» **What the task asks**
This exercise calls for every record to be returned exactly, with pictures removed.

[Given data]

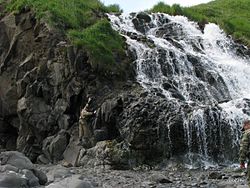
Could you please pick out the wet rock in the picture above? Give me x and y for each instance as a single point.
(16, 170)
(41, 176)
(12, 180)
(55, 146)
(15, 159)
(32, 179)
(143, 16)
(215, 175)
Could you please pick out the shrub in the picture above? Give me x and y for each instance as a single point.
(101, 42)
(82, 21)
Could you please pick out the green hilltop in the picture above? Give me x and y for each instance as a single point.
(232, 16)
(85, 25)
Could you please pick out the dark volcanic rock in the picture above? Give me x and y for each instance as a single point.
(16, 170)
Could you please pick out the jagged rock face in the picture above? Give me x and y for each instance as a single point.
(185, 103)
(193, 83)
(44, 83)
(37, 84)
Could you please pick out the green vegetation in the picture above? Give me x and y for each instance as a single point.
(84, 22)
(232, 16)
(101, 41)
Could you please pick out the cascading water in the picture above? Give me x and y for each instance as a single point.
(203, 69)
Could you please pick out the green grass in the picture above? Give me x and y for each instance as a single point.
(102, 42)
(84, 23)
(232, 16)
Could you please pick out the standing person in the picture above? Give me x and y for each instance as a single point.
(84, 127)
(245, 149)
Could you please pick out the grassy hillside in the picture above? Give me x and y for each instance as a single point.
(232, 16)
(84, 22)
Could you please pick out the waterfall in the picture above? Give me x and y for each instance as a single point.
(204, 69)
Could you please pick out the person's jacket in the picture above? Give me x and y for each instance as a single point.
(244, 146)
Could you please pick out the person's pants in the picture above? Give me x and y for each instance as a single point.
(84, 129)
(248, 174)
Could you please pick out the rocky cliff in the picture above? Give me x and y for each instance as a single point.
(172, 101)
(44, 83)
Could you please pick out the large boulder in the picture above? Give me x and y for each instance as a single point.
(16, 170)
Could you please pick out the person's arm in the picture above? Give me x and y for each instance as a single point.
(244, 145)
(86, 113)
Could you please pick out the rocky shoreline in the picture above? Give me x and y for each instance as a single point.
(16, 171)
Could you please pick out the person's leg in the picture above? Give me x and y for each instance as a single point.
(80, 130)
(248, 175)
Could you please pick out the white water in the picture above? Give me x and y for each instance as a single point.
(214, 51)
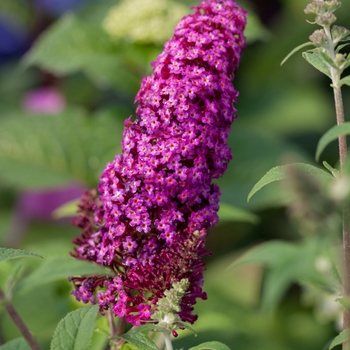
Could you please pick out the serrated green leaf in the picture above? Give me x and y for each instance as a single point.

[/Given data]

» **The answer**
Could you please pick out the wet rock in the picture above? Give me x and y for each instance as a single point.
(16, 170)
(41, 176)
(12, 180)
(55, 146)
(15, 159)
(32, 179)
(143, 16)
(215, 175)
Could you please pick out the shrub in the picture above? Give me x and y for each instance as a single point.
(101, 42)
(82, 21)
Could you please pick out the green hilltop in the picture above? Give me x and y for each instance as a single point.
(232, 16)
(85, 25)
Could you please pick out the dark volcanic rock in the picture above? Give me x and y for each instance as a single point.
(16, 170)
Could you please pick out the jagged rock face in the picture above? Give me x and y for each instance as a single point.
(185, 103)
(193, 83)
(44, 83)
(37, 84)
Could you please pick out the green vegetation in the picture above? Give me x and y for each instance as a single point.
(84, 22)
(232, 16)
(101, 41)
Could you please pick out the cascading water in the picture above? Give me x and y for each instance as a single point.
(203, 69)
Could you please pick out the green grass in the picture above? Give me x and y for each instance as a single point.
(102, 42)
(84, 23)
(232, 16)
Could you please pick out the standing person in the picture above? Give me x and y for each instance as a single point.
(84, 127)
(245, 149)
Could you please pick out the grassy hillside in the picture above? Give me x and y for each instance as a single point.
(232, 16)
(84, 22)
Could you please pick out the waterfall in the picture above? Give me x and y for each instance as a single point.
(204, 69)
Could you please pick out the person's jacket in the picture above? Give me x and y for each instance as a single point.
(244, 146)
Could you please pick out the person's pants in the picture above? Give me x and y for each instance as a single point.
(84, 129)
(248, 174)
Could you please pick out the rocky cliff in the picture above? Give me x and y for each instance as a single point.
(172, 101)
(44, 83)
Could you please pick out the large boulder in the picture above? Give me x and y for each instance as a single point.
(16, 170)
Could you please pick out the person's arm in the picture above? Give me x and y for each instance as a single point.
(244, 145)
(86, 113)
Could you please pick out the rocky shoreline in the picture above? Give me x and y for each instance as a single point.
(16, 171)
Could you please pick out the person's leg in the picture above? Give me x and y for each instance as a single point.
(80, 130)
(248, 175)
Could you please pick out the white water in the picture above? Give me x and y for each instance as a single point.
(214, 51)
Could you please pick out the serrated green leaf in the picture above? Give me x and y for each instance as a single point.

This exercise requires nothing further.